Kruimelpad
Trekt kankerbehandeling streep door je kinderwens?
Wat doen chemo- en radiotherapie met je vruchtbaarheid? Kun je nog zwanger worden na kanker? Professoren Herman Tournaye en Michel De Vos werken voor Brussels IVF, het fertiliteitscentrum van UZ Brussel. ‘Onze raad: laat ei- of zaadcellen invriezen voor je start met de therapie.’

Heeft een kankerbehandeling altijd een effect op je vruchtbaarheid?
De Vos: ‘Meestal wel, in het bijzonder bij chemotherapie. De invloed van een kankerbehandeling hangt van veel factoren af zoals het type behandeling en hoelang die duurt.’
‘Chemotherapie met alkylerende middelen heeft duidelijk een hoog risico op schade bij je eicellen. Maar er zijn ook producten die minder toxisch zijn en dus minder of nauwelijks schade berokkenen. Bepaalde soorten kankers behandelen we bijvoorbeeld met een lichte chemotherapie.’
Tournaye: ‘Inderdaad, voor zaadcellen is dat dezelfde boodschap. Chemotherapie met de heel toxische alkylerende middelen geeft de meeste schade.’
Welke invloed heeft chemotherapie?

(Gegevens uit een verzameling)
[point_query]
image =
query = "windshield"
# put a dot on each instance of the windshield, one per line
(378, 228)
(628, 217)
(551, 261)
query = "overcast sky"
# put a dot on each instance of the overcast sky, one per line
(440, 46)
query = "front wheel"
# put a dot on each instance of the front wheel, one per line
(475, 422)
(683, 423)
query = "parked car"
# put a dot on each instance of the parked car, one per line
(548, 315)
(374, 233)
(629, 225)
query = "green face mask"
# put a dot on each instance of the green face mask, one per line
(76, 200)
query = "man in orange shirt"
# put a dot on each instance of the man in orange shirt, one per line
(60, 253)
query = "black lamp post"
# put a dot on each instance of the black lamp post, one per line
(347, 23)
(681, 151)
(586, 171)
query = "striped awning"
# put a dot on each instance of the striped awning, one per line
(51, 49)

---

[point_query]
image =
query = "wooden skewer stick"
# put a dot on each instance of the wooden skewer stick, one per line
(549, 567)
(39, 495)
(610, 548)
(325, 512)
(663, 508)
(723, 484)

OPDRACHT 1
Schrijf uit de tekst over kanker en vruchtbaarheid het stuk over tussen "De Vos: ‘Meestal" en "invloed heeft chemotherapie?", beide inbegrepen.
OPDRACHT 2
Beantwoord met de tekst over kanker en vruchtbaarheid:
(a) Voor welk fertiliteitscentrum werken Herman Tournaye en Michel De Vos?
(b) Wat raden ze aan te doen voor je met de therapie begint?
(c) Welke chemotherapie geeft volgens Tournaye de meeste schade aan zaadcellen?

JOUW ANTWOORD 1
De Vos: ‘Meestal wel, in het bijzonder bij chemotherapie. De invloed van een kankerbehandeling hangt van veel factoren af zoals het type behandeling en hoelang die duurt.’
‘Chemotherapie met alkylerende middelen heeft duidelijk een hoog risico op schade bij je eicellen. Maar er zijn ook producten die minder toxisch zijn en dus minder of nauwelijks schade berokkenen. Bepaalde soorten kankers behandelen we bijvoorbeeld met een lichte chemotherapie.’
Tournaye: ‘Inderdaad, voor zaadcellen is dat dezelfde boodschap. Chemotherapie met de heel toxische alkylerende middelen geeft de meeste schade.’
Welke invloed heeft chemotherapie?

JOUW ANTWOORD 2
(a) Voor Brussels IVF, het fertiliteitscentrum van UZ Brussel.
(b) Ei- of zaadcellen laten invriezen.
(c) Chemotherapie met de heel toxische alkylerende middelen.